# [EXERCISE INPUT]
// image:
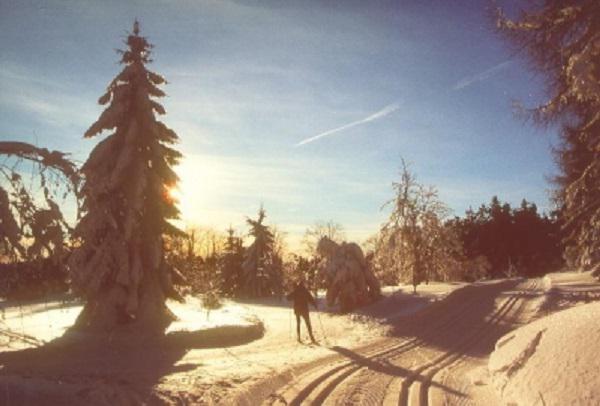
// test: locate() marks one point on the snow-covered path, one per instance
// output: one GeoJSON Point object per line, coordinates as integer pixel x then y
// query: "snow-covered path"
{"type": "Point", "coordinates": [422, 362]}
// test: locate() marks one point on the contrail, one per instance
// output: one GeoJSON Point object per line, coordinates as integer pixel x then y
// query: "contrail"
{"type": "Point", "coordinates": [468, 81]}
{"type": "Point", "coordinates": [375, 116]}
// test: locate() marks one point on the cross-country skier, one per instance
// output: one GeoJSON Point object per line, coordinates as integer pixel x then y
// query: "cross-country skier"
{"type": "Point", "coordinates": [302, 297]}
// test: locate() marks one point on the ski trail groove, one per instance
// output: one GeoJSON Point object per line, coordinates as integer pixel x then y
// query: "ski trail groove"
{"type": "Point", "coordinates": [374, 374]}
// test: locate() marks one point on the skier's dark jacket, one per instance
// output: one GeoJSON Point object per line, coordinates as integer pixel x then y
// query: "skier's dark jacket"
{"type": "Point", "coordinates": [301, 297]}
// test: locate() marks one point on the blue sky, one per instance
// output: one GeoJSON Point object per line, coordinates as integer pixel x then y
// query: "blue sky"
{"type": "Point", "coordinates": [305, 106]}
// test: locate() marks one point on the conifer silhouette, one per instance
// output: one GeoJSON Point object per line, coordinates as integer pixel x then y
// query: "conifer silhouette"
{"type": "Point", "coordinates": [119, 266]}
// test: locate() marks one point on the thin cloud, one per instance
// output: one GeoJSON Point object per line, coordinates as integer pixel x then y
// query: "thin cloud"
{"type": "Point", "coordinates": [387, 110]}
{"type": "Point", "coordinates": [468, 81]}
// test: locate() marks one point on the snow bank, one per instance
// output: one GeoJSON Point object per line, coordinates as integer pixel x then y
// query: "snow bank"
{"type": "Point", "coordinates": [552, 361]}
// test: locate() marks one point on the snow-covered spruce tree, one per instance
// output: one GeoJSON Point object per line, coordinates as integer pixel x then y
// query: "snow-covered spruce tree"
{"type": "Point", "coordinates": [261, 267]}
{"type": "Point", "coordinates": [230, 264]}
{"type": "Point", "coordinates": [562, 40]}
{"type": "Point", "coordinates": [119, 266]}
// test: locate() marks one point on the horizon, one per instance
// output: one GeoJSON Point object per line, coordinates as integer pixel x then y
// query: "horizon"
{"type": "Point", "coordinates": [305, 109]}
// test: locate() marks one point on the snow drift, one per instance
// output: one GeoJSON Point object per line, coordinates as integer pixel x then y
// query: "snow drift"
{"type": "Point", "coordinates": [552, 361]}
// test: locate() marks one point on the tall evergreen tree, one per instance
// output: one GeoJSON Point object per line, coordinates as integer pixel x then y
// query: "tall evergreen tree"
{"type": "Point", "coordinates": [262, 266]}
{"type": "Point", "coordinates": [230, 264]}
{"type": "Point", "coordinates": [120, 266]}
{"type": "Point", "coordinates": [562, 40]}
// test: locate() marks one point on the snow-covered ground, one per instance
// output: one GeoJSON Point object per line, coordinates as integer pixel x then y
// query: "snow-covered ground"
{"type": "Point", "coordinates": [208, 374]}
{"type": "Point", "coordinates": [554, 360]}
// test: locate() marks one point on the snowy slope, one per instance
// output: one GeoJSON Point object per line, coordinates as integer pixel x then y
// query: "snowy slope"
{"type": "Point", "coordinates": [552, 361]}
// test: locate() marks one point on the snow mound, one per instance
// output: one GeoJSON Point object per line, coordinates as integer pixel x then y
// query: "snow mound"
{"type": "Point", "coordinates": [552, 361]}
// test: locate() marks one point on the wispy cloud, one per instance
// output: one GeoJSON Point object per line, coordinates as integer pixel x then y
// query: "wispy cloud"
{"type": "Point", "coordinates": [486, 74]}
{"type": "Point", "coordinates": [375, 116]}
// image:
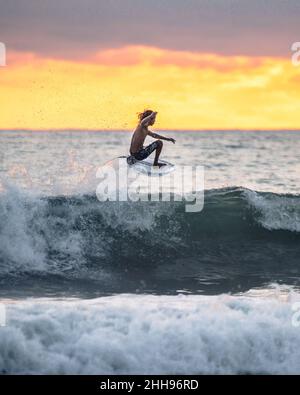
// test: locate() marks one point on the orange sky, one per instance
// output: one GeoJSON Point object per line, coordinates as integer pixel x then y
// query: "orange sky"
{"type": "Point", "coordinates": [190, 90]}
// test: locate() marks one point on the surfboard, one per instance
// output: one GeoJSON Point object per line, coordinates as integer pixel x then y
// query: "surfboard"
{"type": "Point", "coordinates": [146, 167]}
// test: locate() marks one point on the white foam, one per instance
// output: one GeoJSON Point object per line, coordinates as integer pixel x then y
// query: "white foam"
{"type": "Point", "coordinates": [150, 334]}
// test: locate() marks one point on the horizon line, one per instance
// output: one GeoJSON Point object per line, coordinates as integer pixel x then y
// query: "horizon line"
{"type": "Point", "coordinates": [162, 129]}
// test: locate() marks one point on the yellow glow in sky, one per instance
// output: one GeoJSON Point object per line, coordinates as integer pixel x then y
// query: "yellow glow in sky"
{"type": "Point", "coordinates": [189, 91]}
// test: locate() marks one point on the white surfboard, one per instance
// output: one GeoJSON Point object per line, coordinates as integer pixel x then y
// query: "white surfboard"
{"type": "Point", "coordinates": [146, 167]}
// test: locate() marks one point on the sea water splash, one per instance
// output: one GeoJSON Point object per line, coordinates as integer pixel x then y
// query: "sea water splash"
{"type": "Point", "coordinates": [150, 245]}
{"type": "Point", "coordinates": [130, 334]}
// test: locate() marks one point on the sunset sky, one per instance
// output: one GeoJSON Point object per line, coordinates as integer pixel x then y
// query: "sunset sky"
{"type": "Point", "coordinates": [202, 64]}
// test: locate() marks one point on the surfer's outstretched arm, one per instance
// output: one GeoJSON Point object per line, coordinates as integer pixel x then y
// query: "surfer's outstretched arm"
{"type": "Point", "coordinates": [158, 136]}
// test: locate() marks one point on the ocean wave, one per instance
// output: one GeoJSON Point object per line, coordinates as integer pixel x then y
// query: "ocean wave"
{"type": "Point", "coordinates": [80, 236]}
{"type": "Point", "coordinates": [150, 335]}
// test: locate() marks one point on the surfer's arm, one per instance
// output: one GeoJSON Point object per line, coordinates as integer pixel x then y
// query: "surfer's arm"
{"type": "Point", "coordinates": [158, 136]}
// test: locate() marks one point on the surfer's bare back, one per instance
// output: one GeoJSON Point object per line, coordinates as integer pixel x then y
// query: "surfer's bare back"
{"type": "Point", "coordinates": [137, 150]}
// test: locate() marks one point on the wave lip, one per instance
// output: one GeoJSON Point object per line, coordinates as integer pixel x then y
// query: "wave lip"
{"type": "Point", "coordinates": [78, 236]}
{"type": "Point", "coordinates": [151, 335]}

# [WHAT THIS TASK INVOLVES]
Exactly as they appear above, write out all the entries, without pictures.

# [RESULT]
// image:
// test: locate() marks one point on the snow-covered path, one per instance
// output: one GeoJSON Point object per line, coordinates as integer pixel x then y
// query: "snow-covered path"
{"type": "Point", "coordinates": [422, 362]}
// test: locate() marks one point on the contrail, one per instance
// output: one GeoJSON Point object per line, coordinates as integer pixel x then y
// query: "contrail"
{"type": "Point", "coordinates": [468, 81]}
{"type": "Point", "coordinates": [375, 116]}
// test: locate() marks one point on the cross-country skier, one per instance
// output: one GeoJSON Point object per line, coordinates as integer pixel x then y
// query: "cross-country skier"
{"type": "Point", "coordinates": [302, 297]}
// test: locate() marks one point on the ski trail groove, one per instance
// output: one GeoJSON Point object per line, coordinates as integer pixel x then y
// query: "ski trail groove"
{"type": "Point", "coordinates": [374, 374]}
// test: locate() marks one point on the skier's dark jacket, one per instance
// output: one GeoJSON Point object per line, coordinates as integer pixel x then y
// query: "skier's dark jacket"
{"type": "Point", "coordinates": [301, 297]}
// test: locate() marks one point on the blue sky, one per instance
// output: one GeoJSON Point object per line, coordinates as integer pixel x then y
// query: "blue sky"
{"type": "Point", "coordinates": [305, 106]}
// test: locate() marks one point on the conifer silhouette, one per instance
// output: one GeoJSON Point object per line, coordinates as integer pixel x then y
// query: "conifer silhouette"
{"type": "Point", "coordinates": [119, 266]}
// test: locate() marks one point on the thin cloud, one per instance
// output: one GeoJSON Point object per line, coordinates as integer pixel x then y
// query: "thin cloud"
{"type": "Point", "coordinates": [387, 110]}
{"type": "Point", "coordinates": [468, 81]}
// test: locate() marks one point on the snow bank, one per instance
// output: one GeoJSON Point object per line, coordinates as integer pixel x then y
// query: "snow bank"
{"type": "Point", "coordinates": [552, 361]}
// test: locate() marks one point on the snow-covered spruce tree, one per instance
// output: one GeoJSON Point object per line, coordinates as integer pixel x then y
// query: "snow-covered spruce tree"
{"type": "Point", "coordinates": [261, 267]}
{"type": "Point", "coordinates": [230, 264]}
{"type": "Point", "coordinates": [562, 40]}
{"type": "Point", "coordinates": [119, 266]}
// test: locate() marks one point on the horizon, one per instance
// output: one GeoJSON Point object per line, coordinates as integer pixel x then y
// query: "horizon"
{"type": "Point", "coordinates": [305, 109]}
// test: locate() marks one point on the snow drift, one per instance
// output: one GeoJSON Point object per line, coordinates as integer pixel x then y
// query: "snow drift"
{"type": "Point", "coordinates": [552, 361]}
// test: locate() marks one point on the tall evergreen tree, one per instance
// output: one GeoJSON Point object per line, coordinates as integer pixel x then y
// query: "tall evergreen tree"
{"type": "Point", "coordinates": [262, 266]}
{"type": "Point", "coordinates": [230, 264]}
{"type": "Point", "coordinates": [120, 266]}
{"type": "Point", "coordinates": [562, 40]}
// test: locate() marks one point on the snow-covered ground, one per instance
// output: one GeoJSON Point object per line, coordinates as integer pixel x then y
// query: "snow-covered ground"
{"type": "Point", "coordinates": [208, 374]}
{"type": "Point", "coordinates": [554, 360]}
// test: locate() marks one point on the snowy slope, one per instance
// output: one GeoJSON Point object per line, coordinates as integer pixel x then y
// query: "snowy slope"
{"type": "Point", "coordinates": [552, 361]}
// test: locate() marks one point on the snow mound, one per instance
// output: one GeoJSON Point object per line, coordinates as integer pixel x then y
// query: "snow mound"
{"type": "Point", "coordinates": [552, 361]}
// test: locate() marks one point on the wispy cloud, one per instance
// output: one GeoJSON Point object per line, coordinates as integer pixel x then y
// query: "wispy cloud"
{"type": "Point", "coordinates": [486, 74]}
{"type": "Point", "coordinates": [375, 116]}
// image:
// test: locate() marks one point on the orange sky, one per instance
// output: one GeoJSON Point object per line, coordinates as integer pixel x then y
// query: "orange sky"
{"type": "Point", "coordinates": [190, 90]}
// test: locate() marks one point on the surfboard, one per instance
// output: one GeoJSON Point object per line, coordinates as integer pixel x then y
// query: "surfboard"
{"type": "Point", "coordinates": [146, 167]}
// test: locate() marks one point on the white foam, one per instance
// output: one GeoJSON Point object per line, coordinates as integer pixel x then y
// query: "white foam"
{"type": "Point", "coordinates": [150, 334]}
// test: locate() marks one point on the horizon line, one per instance
// output: one GeoJSON Point object per line, coordinates as integer pixel x then y
// query: "horizon line"
{"type": "Point", "coordinates": [162, 129]}
// test: locate() marks one point on the yellow glow in sky, one per instance
// output: one GeoJSON Point object per line, coordinates as integer pixel x then y
// query: "yellow glow in sky"
{"type": "Point", "coordinates": [189, 91]}
// test: locate() marks one point on the white surfboard, one per instance
// output: one GeoJSON Point object per line, coordinates as integer pixel x then y
// query: "white surfboard"
{"type": "Point", "coordinates": [146, 167]}
// test: locate() marks one point on the sea water splash, one per instance
// output: one GeoJSON Point object per line, coordinates as integer pixel x then y
// query: "sea water splash"
{"type": "Point", "coordinates": [150, 245]}
{"type": "Point", "coordinates": [130, 334]}
// test: locate() marks one point on the sunset sky, one per instance
// output: one GeoJSON Point object per line, coordinates as integer pixel x then y
// query: "sunset sky"
{"type": "Point", "coordinates": [202, 64]}
// test: locate() marks one point on the surfer's outstretched arm, one per instance
// output: one GeoJSON Point object per line, coordinates as integer pixel x then y
// query: "surfer's outstretched arm"
{"type": "Point", "coordinates": [158, 136]}
// test: locate() marks one point on the ocean wave, one per instance
// output: one GeoJSON Point object per line, coordinates as integer pixel x then y
// query: "ocean wave"
{"type": "Point", "coordinates": [80, 236]}
{"type": "Point", "coordinates": [150, 335]}
// test: locate() marks one point on the surfer's arm, one per instance
// output: one GeoJSON Point object per line, coordinates as integer pixel x then y
// query: "surfer's arm"
{"type": "Point", "coordinates": [158, 136]}
// test: locate() marks one point on the surfer's bare back, one per instance
// output: one GeoJSON Point object per line, coordinates as integer pixel x then y
// query: "surfer's bare back"
{"type": "Point", "coordinates": [137, 150]}
// test: locate() marks one point on the wave lip, one per instance
// output: one GeoJSON Point object per line, coordinates as integer pixel x then y
// query: "wave lip"
{"type": "Point", "coordinates": [78, 236]}
{"type": "Point", "coordinates": [151, 335]}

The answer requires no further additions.